12 Mai 2020
O Sínodo é um processo que não terminou, uma afirmação que brota da boca de Dom Philip Dickmans, bispo de Miracema – TO, que foi padre sinodal na assembleia do Sínodo para a Amazônia, celebrado no Vaticano, de 6 a 27 de outubro de 2019. Ele, como missionário na Amazônia desde 1996, destaca a importância da missão e da doação do missionário.
O bispo, nascido na Bélgica, insiste na necessidade de “uma Igreja mais ministerial, com mais responsabilidade para os leigos”, em superar o clericalismo e fazer realidade uma Igreja onde “pelo nosso batismo nós somos iguais no sentido de anunciar a Boa Nova”. Por isso, ele insiste em que “o processo não pare”, procurando que todos se envolvam para fazer realidade aquilo que tem surgido do processo sinodal e dos documentos nascidos dele. Isso deve ser realizado, segundo o bispo, procurando “avançar aos poucos, mas sem parar, porque pular de vez para frente não dá certo, depois todo mundo fica sem ânimo, sem perspectiva”.
Nesse sentido, Dom Philip destaca a importância “dos métodos, da parte pedagógica, de descer também nos lugares onde o povo está”. Segundo ele, estamos a caminho de “um tempo em que não vamos ser mais um grande número, mas nós católicos temos que ser mais autênticos”, ser “fermento, que dá testemunho, que dá gosto”, deixando de lado “uma Igreja triunfal, uma Igreja clericalista”. O bispo de Miracema vive tudo isso “desde a esperança, eu não vou entrar no negativismo”.
A entrevista é de Luis Miguel Modino.
O senhor foi um dos padres sinodais no Sínodo para a Amazônia. Depois de ter recebido a exortação pós-sinodal Querida Amazônia, qual é sua análise?
● ● ● ● ● ● ●
• [Instrução 1] Extraia dos registros cada linha que contenha a palavra "wheel". Diferencie maiúsculas de minúsculas.

• [Material fornecido]
● ● ● ● ● ● ●
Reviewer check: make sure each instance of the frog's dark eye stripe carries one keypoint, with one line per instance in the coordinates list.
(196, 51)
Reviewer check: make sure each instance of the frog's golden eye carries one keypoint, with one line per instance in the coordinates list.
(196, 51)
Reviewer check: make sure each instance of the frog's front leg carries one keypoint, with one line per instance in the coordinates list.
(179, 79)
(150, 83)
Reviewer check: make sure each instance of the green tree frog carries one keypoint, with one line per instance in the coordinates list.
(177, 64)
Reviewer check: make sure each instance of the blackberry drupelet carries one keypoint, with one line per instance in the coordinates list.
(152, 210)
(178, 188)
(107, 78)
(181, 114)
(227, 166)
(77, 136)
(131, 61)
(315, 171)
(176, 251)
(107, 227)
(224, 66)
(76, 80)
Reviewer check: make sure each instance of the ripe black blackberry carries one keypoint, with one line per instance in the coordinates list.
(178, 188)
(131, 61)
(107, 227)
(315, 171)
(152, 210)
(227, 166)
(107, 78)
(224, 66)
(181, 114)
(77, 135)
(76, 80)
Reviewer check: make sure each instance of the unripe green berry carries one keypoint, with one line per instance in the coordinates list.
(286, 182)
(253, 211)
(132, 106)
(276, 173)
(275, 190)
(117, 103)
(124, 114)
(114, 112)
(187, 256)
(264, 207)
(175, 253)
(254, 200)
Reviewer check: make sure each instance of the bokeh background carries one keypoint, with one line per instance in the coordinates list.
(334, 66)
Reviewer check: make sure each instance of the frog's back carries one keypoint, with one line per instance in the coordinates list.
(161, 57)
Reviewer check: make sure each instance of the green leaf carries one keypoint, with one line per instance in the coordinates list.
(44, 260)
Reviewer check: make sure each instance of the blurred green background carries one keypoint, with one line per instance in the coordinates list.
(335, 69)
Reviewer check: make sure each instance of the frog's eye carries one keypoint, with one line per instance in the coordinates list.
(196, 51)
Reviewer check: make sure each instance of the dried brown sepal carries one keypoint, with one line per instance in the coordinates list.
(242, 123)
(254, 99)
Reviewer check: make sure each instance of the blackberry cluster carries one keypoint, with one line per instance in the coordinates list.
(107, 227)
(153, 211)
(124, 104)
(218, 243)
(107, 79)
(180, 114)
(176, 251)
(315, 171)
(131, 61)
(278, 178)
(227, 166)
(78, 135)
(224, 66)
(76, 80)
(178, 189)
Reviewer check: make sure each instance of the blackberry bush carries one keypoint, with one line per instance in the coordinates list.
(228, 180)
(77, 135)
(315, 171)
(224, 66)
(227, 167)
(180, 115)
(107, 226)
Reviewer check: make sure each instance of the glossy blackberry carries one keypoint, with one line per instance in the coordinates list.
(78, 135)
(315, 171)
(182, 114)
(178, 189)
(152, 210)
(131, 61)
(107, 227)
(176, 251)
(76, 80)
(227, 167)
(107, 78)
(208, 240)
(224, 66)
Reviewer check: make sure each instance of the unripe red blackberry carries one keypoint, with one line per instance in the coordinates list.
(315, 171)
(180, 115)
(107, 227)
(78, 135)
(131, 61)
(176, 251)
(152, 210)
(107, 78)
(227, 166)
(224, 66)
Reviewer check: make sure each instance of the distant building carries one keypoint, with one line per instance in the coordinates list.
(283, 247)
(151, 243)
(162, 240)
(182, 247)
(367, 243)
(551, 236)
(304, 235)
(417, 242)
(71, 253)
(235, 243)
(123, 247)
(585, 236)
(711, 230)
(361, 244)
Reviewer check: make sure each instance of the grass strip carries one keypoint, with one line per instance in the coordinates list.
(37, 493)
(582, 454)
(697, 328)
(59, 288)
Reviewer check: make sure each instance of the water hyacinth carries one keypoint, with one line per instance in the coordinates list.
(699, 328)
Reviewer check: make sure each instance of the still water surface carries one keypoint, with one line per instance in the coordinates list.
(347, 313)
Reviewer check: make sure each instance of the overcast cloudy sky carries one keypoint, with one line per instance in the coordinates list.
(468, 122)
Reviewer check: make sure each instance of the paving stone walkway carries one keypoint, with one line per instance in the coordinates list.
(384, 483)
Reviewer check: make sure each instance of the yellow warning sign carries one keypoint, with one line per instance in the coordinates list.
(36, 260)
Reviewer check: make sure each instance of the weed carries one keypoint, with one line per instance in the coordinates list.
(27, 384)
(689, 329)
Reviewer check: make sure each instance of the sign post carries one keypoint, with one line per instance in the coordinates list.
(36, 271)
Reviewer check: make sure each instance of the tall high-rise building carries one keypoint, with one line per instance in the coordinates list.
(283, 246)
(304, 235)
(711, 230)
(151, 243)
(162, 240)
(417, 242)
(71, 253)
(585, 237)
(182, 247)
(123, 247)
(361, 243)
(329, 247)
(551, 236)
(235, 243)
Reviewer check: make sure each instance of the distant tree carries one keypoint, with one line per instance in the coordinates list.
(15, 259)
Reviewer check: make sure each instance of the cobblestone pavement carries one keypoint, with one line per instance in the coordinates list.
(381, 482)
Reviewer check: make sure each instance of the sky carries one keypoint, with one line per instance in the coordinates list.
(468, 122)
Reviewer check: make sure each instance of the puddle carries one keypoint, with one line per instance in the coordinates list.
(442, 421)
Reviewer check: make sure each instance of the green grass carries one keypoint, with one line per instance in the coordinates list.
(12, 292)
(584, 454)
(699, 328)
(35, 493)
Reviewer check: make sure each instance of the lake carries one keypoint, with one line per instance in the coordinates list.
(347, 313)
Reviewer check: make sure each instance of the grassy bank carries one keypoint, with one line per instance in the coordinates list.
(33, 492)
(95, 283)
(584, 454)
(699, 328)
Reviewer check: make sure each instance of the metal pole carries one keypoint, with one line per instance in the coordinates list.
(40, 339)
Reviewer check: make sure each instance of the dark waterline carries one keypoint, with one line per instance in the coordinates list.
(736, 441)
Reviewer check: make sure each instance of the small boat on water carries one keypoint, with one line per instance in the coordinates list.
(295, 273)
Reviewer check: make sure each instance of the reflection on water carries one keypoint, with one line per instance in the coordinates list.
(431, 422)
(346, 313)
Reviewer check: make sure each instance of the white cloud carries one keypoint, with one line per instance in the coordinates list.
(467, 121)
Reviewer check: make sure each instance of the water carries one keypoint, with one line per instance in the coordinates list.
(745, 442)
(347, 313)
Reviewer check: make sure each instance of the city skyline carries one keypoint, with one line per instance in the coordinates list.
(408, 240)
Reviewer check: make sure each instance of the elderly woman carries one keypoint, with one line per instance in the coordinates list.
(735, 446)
● ● ● ● ● ● ●
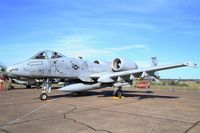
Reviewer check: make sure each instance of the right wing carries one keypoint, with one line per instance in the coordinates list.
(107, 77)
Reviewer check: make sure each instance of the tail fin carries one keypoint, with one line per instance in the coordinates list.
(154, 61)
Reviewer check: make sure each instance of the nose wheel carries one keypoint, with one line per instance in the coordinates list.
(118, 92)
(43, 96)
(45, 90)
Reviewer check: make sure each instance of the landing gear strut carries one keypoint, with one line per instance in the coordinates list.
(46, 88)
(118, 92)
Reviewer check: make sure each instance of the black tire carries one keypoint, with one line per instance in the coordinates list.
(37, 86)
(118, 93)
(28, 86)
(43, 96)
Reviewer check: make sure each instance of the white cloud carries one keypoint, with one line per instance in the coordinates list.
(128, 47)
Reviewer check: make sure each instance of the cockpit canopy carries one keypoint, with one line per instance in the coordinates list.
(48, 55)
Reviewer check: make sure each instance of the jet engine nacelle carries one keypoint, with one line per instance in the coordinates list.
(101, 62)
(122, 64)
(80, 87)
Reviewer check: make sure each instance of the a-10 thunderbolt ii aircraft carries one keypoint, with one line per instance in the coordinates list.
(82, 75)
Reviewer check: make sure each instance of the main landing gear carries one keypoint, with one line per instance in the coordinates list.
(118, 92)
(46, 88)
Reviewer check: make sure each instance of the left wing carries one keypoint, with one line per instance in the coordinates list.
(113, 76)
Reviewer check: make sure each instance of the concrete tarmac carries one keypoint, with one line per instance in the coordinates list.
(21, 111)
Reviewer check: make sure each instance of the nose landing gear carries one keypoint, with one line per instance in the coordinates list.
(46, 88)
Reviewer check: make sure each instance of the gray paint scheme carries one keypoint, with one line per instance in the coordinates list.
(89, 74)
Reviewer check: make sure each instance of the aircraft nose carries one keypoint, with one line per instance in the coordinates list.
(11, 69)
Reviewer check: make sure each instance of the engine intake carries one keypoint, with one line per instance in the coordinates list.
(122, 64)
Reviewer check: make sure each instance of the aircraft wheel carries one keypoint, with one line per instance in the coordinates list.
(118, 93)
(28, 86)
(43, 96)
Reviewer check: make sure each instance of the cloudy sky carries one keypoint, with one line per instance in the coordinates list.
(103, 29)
● ● ● ● ● ● ●
• [Instrução 2] Por favor, reproduza o trecho da matéria sobre o Sínodo que começa nas palavras "12 Mai 2020" e vai até "doação do missionário.", inclusive, substituindo "bispo" por "prelado".

• [Resposta correta 1]
Reviewer check: make sure each instance of the nose wheel carries one keypoint, with one line per instance in the coordinates list.
Reviewer check: make sure each instance of the aircraft wheel carries one keypoint, with one line per instance in the coordinates list.

• [Resposta correta 2]
12 Mai 2020
O Sínodo é um processo que não terminou, uma afirmação que brota da boca de Dom Philip Dickmans, prelado de Miracema – TO, que foi padre sinodal na assembleia do Sínodo para a Amazônia, celebrado no Vaticano, de 6 a 27 de outubro de 2019. Ele, como missionário na Amazônia desde 1996, destaca a importância da missão e da doação do missionário.